(Point-based annotation data)

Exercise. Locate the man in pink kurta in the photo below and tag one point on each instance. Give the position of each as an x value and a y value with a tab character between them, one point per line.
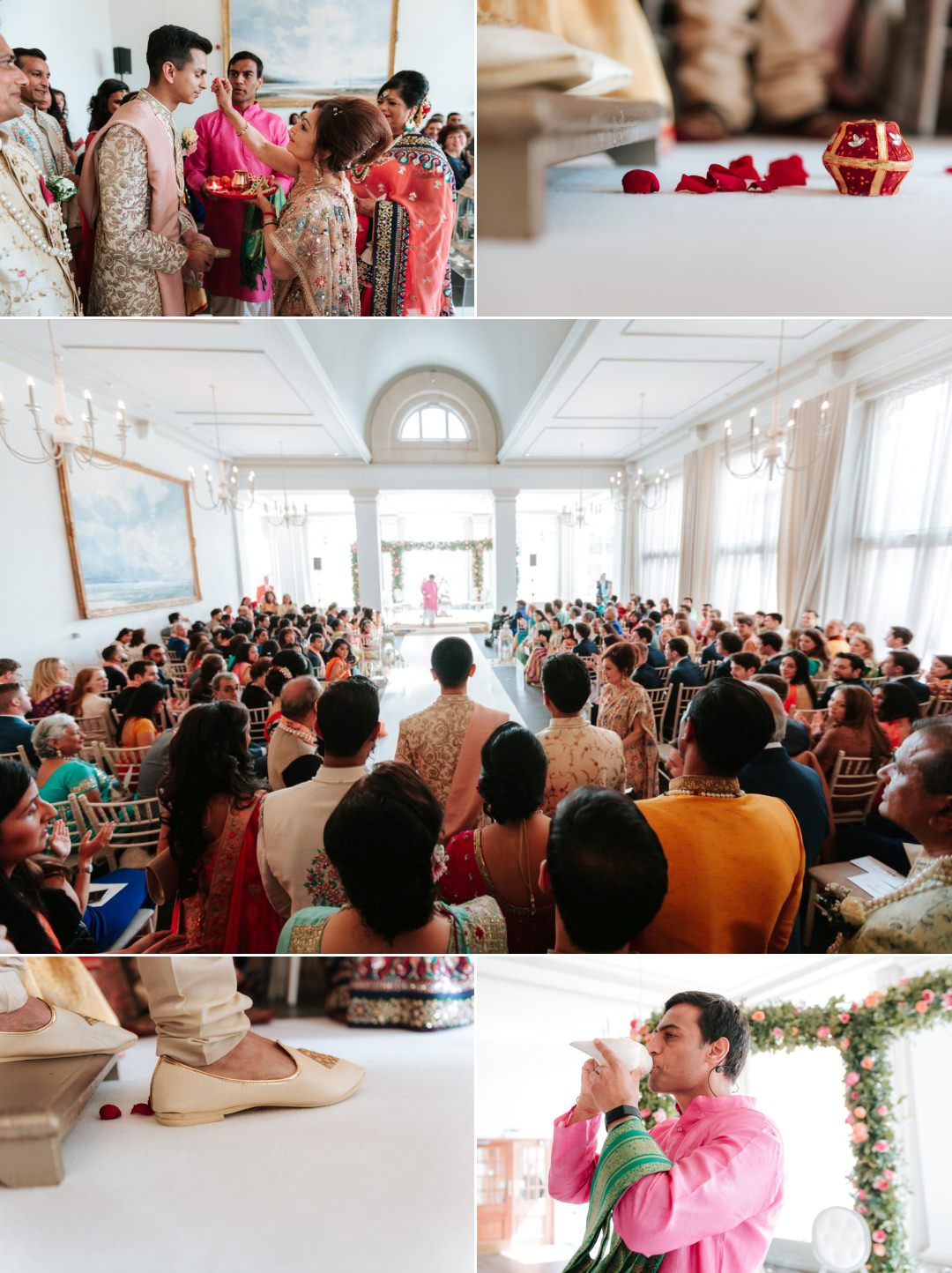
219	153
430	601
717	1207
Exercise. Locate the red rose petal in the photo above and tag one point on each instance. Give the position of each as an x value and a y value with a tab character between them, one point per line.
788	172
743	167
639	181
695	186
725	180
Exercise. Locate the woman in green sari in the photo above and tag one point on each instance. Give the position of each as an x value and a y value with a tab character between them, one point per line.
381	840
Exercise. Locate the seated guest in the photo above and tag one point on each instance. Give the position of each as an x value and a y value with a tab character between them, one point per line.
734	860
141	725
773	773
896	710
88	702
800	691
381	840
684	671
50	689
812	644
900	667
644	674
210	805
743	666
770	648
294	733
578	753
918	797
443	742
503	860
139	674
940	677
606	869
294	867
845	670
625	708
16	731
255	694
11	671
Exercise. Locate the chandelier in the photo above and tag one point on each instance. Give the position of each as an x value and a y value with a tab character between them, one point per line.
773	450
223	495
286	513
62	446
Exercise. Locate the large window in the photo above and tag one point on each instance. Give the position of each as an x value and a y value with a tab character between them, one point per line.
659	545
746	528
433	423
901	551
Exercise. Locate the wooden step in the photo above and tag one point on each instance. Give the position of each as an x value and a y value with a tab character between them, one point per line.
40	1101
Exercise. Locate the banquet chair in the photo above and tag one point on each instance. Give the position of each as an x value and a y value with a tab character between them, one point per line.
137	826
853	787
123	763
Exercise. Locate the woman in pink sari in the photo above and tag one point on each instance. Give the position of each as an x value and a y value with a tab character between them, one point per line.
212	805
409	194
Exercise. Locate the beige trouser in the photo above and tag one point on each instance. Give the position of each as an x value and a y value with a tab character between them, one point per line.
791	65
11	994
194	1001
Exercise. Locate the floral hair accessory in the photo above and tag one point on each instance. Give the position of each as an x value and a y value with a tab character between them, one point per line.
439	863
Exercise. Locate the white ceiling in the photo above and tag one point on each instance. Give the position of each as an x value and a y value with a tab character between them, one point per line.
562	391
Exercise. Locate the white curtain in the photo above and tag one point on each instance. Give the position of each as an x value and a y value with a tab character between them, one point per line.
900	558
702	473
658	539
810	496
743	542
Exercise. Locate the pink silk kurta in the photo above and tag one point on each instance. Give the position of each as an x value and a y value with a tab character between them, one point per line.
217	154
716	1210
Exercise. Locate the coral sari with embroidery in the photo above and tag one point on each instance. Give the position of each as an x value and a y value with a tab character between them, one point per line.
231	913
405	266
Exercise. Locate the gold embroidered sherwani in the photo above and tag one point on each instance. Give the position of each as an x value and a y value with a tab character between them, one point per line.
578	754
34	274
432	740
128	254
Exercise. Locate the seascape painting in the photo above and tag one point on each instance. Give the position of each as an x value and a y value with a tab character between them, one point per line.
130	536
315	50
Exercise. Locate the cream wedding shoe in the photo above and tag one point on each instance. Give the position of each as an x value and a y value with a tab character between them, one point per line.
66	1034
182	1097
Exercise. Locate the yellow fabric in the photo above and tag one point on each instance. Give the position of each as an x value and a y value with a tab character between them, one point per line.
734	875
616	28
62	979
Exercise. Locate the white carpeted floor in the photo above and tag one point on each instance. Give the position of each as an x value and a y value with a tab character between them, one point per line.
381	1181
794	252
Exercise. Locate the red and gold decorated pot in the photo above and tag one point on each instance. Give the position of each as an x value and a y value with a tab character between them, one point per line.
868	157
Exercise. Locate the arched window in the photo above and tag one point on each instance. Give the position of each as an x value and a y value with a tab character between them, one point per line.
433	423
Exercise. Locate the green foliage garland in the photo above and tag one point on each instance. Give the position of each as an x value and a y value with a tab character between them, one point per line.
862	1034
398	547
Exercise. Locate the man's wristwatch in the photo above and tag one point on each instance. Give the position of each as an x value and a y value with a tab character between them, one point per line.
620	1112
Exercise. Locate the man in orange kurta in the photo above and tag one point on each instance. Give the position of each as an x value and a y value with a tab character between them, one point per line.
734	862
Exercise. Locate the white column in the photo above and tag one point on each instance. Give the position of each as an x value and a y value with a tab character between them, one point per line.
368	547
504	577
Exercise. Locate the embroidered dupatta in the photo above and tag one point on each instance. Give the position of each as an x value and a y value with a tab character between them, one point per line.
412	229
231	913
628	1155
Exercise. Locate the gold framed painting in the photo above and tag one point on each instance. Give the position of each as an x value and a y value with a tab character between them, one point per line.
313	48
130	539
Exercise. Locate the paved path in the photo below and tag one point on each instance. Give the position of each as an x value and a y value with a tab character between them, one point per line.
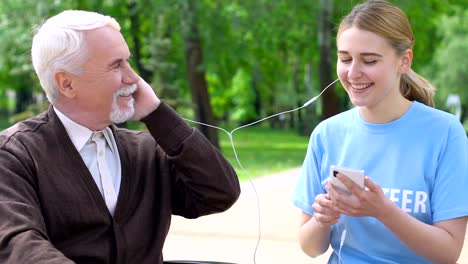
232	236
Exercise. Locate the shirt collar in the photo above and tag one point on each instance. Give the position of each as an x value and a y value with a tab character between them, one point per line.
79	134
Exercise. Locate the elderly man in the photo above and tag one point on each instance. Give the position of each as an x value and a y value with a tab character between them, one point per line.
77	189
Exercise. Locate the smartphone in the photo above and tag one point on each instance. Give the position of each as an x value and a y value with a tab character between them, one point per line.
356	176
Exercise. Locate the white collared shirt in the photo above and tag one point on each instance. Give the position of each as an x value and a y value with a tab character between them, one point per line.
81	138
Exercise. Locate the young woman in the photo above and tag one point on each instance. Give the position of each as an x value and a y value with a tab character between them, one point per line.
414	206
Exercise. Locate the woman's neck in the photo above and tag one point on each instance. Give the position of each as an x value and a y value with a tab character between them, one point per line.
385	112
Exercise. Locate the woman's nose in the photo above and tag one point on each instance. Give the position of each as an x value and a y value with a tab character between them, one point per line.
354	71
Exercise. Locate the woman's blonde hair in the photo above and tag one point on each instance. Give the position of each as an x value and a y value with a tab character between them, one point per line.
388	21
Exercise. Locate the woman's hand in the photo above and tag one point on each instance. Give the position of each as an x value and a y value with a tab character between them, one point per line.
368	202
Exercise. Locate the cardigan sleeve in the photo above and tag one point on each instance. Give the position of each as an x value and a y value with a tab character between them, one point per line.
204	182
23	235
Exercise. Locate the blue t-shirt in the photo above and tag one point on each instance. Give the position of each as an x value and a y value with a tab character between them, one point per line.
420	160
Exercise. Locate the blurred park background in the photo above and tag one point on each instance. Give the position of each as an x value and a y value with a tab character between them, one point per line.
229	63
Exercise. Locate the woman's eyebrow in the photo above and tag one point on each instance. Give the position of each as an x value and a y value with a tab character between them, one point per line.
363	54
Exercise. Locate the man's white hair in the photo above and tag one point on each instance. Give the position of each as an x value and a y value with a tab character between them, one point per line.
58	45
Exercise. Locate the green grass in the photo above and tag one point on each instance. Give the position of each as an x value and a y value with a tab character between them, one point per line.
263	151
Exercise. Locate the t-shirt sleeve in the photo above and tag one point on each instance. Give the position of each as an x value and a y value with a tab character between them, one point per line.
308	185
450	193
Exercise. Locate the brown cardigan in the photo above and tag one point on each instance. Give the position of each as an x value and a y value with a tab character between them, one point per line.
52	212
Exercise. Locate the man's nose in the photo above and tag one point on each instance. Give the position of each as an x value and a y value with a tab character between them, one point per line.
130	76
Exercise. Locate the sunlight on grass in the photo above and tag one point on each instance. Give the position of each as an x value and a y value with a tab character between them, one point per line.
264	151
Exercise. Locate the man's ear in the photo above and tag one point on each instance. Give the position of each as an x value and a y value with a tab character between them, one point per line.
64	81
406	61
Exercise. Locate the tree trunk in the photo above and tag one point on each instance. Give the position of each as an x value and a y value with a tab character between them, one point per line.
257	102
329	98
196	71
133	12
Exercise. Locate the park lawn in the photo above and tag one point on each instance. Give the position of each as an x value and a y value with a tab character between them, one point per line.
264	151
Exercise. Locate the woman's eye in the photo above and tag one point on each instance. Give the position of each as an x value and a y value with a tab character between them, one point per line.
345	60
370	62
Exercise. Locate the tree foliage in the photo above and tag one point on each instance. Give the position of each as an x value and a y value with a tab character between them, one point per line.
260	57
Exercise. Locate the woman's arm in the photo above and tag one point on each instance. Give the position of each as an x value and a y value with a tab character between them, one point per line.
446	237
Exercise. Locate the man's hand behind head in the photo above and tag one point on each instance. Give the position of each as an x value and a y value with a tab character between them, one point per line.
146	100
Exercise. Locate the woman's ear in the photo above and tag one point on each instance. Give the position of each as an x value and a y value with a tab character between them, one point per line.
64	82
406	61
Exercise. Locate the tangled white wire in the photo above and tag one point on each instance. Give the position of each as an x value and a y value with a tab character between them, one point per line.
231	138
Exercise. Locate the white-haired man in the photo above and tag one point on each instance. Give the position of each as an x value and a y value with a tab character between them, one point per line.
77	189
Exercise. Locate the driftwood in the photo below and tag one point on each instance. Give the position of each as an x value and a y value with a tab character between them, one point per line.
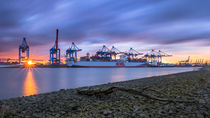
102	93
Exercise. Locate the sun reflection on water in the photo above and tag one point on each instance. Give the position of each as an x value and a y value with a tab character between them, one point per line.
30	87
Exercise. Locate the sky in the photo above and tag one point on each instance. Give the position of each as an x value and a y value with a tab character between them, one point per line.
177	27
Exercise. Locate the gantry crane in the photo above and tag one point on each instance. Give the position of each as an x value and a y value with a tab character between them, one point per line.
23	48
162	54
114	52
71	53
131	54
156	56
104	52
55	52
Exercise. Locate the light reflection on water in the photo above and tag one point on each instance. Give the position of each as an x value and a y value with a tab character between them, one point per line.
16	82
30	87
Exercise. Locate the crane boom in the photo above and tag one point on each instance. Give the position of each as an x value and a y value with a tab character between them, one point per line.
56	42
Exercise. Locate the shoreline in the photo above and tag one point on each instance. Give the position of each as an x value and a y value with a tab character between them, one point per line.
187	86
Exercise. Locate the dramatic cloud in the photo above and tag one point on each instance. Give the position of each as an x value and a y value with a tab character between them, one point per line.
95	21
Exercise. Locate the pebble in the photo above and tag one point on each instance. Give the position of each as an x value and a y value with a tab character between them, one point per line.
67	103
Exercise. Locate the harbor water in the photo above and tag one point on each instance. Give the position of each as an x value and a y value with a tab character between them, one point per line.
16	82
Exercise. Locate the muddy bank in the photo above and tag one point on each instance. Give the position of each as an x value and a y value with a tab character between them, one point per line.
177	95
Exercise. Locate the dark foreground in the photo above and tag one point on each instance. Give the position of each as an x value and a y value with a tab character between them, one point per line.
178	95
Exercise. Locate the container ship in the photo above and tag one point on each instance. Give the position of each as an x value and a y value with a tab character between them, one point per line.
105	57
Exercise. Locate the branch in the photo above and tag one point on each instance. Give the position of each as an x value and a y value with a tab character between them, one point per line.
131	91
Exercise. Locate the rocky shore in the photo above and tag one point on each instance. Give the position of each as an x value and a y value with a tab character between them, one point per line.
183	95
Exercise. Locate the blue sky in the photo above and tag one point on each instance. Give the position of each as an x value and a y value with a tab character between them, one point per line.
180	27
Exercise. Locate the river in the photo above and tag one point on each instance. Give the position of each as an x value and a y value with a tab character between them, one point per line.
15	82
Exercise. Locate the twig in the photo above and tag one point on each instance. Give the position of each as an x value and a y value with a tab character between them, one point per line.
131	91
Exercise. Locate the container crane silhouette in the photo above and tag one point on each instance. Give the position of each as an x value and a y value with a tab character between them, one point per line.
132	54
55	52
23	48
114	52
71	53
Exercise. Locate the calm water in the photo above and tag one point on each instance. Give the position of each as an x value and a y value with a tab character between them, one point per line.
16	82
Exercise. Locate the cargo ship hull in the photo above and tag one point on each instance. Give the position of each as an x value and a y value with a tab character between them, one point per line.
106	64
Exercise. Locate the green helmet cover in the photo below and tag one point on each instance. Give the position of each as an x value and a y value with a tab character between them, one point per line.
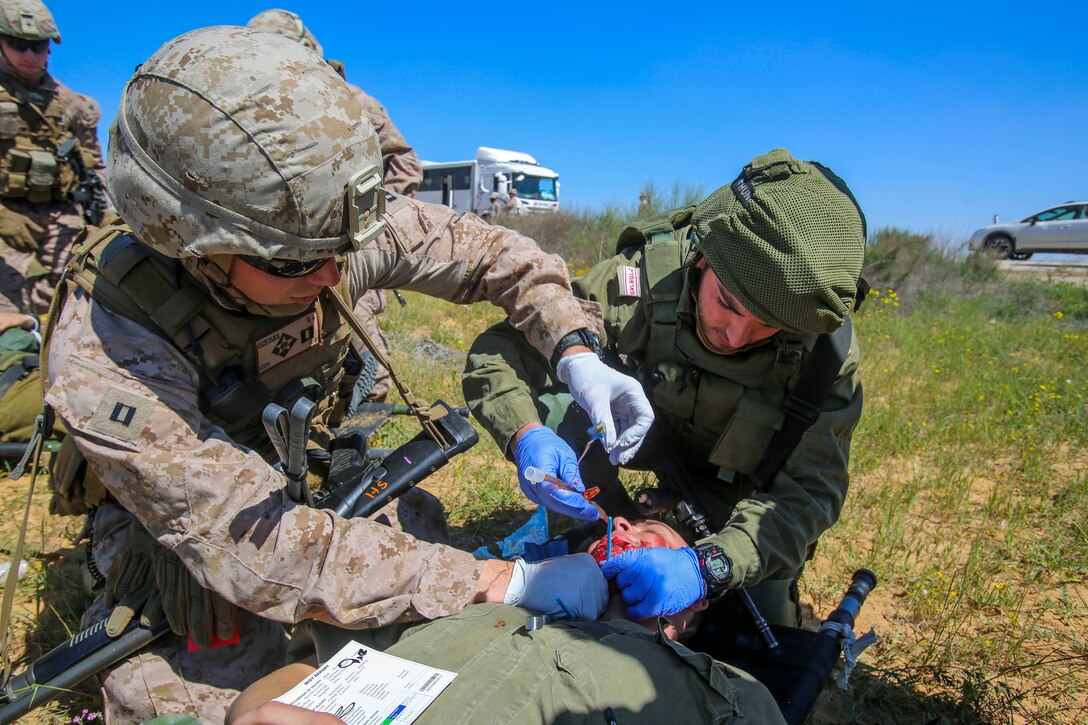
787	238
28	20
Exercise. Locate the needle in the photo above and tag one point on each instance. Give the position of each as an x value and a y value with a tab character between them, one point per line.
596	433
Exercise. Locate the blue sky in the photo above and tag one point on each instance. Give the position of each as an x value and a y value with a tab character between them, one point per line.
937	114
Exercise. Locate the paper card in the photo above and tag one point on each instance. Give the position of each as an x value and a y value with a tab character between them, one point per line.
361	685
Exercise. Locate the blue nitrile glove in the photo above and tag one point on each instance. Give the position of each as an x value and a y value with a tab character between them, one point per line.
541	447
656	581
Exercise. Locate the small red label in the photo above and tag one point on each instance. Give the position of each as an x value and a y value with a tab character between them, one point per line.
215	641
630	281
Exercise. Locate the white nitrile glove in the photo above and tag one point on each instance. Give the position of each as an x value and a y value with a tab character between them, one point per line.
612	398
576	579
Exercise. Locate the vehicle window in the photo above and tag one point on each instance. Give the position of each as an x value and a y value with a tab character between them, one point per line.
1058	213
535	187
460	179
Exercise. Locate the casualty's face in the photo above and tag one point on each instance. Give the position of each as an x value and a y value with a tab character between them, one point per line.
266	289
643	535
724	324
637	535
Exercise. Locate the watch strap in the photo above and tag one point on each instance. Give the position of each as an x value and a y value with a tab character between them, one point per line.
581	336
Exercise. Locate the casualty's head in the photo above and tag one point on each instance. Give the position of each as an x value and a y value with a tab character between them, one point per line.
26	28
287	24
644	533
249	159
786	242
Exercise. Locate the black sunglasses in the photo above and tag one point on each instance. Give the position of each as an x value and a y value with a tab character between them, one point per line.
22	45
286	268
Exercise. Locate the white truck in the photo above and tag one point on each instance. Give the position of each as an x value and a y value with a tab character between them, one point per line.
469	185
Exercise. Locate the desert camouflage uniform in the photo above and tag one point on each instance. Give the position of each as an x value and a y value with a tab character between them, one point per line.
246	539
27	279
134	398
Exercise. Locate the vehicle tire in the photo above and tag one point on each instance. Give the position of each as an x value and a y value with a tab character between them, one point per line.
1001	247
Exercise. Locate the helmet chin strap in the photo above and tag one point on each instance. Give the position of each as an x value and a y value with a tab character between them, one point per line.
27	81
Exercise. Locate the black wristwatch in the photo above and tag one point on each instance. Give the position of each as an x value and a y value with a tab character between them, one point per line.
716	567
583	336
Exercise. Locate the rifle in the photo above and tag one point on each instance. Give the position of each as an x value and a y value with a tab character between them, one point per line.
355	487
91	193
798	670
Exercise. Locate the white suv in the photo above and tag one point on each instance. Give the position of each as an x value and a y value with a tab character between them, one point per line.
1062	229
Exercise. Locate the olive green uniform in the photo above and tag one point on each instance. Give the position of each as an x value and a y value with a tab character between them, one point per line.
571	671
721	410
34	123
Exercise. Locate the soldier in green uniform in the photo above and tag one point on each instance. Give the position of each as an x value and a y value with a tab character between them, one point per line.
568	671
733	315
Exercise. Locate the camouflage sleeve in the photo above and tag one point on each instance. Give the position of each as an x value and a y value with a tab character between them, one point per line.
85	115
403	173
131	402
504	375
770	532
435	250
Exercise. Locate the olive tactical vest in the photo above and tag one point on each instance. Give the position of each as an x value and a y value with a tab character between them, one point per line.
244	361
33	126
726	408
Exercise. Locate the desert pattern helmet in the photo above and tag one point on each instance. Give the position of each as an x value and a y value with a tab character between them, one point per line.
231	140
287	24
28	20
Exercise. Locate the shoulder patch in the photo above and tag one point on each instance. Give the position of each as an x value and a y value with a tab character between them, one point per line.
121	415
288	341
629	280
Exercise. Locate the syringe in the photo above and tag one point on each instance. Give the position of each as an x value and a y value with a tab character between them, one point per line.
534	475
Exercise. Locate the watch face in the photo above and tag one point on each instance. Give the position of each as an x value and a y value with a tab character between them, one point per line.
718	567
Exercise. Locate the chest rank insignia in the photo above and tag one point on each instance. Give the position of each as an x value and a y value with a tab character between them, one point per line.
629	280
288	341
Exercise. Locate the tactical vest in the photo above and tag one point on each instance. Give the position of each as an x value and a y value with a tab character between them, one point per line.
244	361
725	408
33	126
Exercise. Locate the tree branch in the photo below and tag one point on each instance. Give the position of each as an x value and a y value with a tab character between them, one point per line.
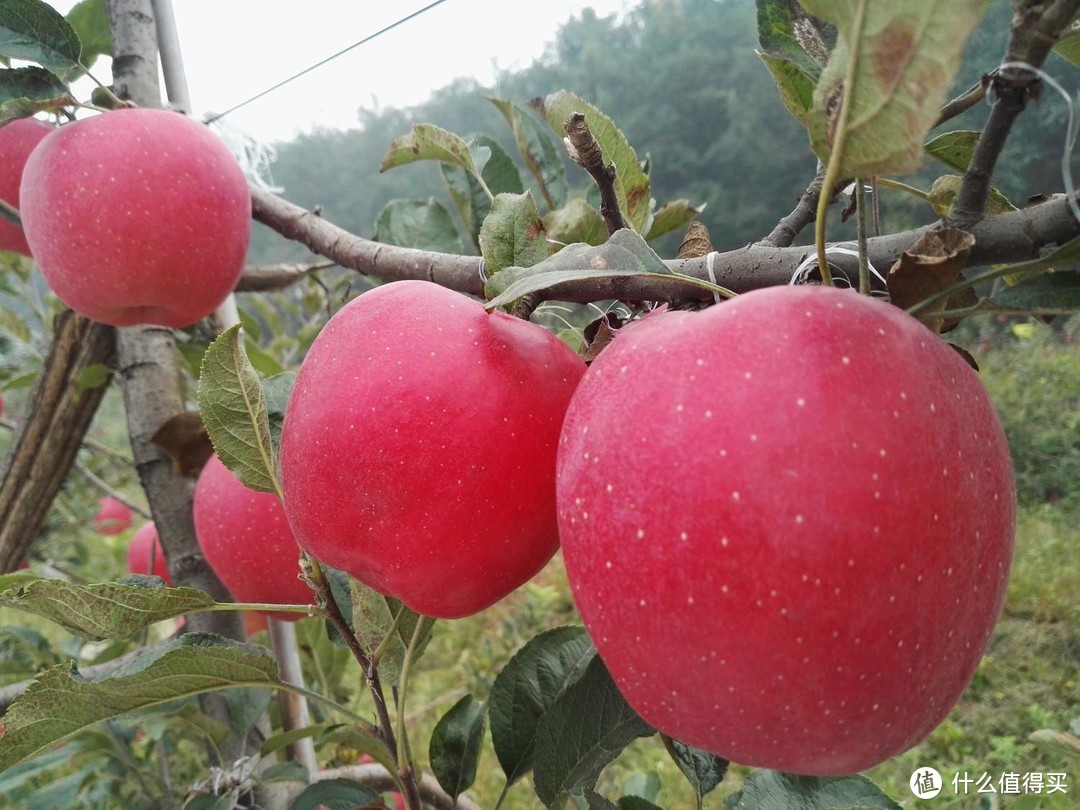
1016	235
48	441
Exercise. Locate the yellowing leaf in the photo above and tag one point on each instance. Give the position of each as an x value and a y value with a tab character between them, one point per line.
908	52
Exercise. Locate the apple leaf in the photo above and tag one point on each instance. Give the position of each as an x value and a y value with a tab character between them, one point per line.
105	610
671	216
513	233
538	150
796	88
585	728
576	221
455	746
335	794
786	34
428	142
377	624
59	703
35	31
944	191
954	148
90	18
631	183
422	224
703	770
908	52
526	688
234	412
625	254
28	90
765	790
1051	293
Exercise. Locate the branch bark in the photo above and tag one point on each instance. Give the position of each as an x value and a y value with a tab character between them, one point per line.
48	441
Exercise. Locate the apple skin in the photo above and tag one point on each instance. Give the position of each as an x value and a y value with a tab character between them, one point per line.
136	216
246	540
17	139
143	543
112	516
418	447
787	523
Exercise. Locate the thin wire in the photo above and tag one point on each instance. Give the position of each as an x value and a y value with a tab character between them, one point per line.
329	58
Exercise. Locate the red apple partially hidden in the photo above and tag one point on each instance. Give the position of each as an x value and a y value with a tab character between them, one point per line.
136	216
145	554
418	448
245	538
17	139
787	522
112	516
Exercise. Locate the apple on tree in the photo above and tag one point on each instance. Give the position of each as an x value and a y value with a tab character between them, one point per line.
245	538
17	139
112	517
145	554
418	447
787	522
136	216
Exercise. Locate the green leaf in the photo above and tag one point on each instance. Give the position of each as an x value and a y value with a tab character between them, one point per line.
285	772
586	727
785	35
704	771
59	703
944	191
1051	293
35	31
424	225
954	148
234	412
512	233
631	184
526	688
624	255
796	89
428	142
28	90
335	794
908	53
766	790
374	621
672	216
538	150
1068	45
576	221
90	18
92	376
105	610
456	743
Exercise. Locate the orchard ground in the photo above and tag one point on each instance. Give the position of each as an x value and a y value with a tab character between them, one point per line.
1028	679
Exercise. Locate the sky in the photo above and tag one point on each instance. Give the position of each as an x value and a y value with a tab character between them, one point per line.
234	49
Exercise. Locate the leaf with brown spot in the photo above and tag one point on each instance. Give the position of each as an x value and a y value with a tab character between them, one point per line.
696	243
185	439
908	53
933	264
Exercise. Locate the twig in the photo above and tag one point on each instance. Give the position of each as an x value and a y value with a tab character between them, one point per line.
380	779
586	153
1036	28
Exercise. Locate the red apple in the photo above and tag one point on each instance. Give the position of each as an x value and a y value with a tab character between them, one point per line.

** What is expected **
Starting with the line that contains "Exercise. Locate the leaf", output every line through the end of the listing above, unchanged.

** Full answer **
Exercise. Locate the leaf with brown spot in the photo above and tag one point on each instance. Give the position of each as an x value and a y value with a tab character between them, one point per line.
696	243
185	439
908	53
933	264
Exercise. Locate the twig in the photo above and tag one point on each instance. Give the position of each as an x value and a y value with a tab character between them, one point per line.
380	779
586	153
1036	28
Exercise. Locate the red apple in the photo above and tag one point on each instance. Give the position of each as an x value and a y value with a tab character between them, one point per line.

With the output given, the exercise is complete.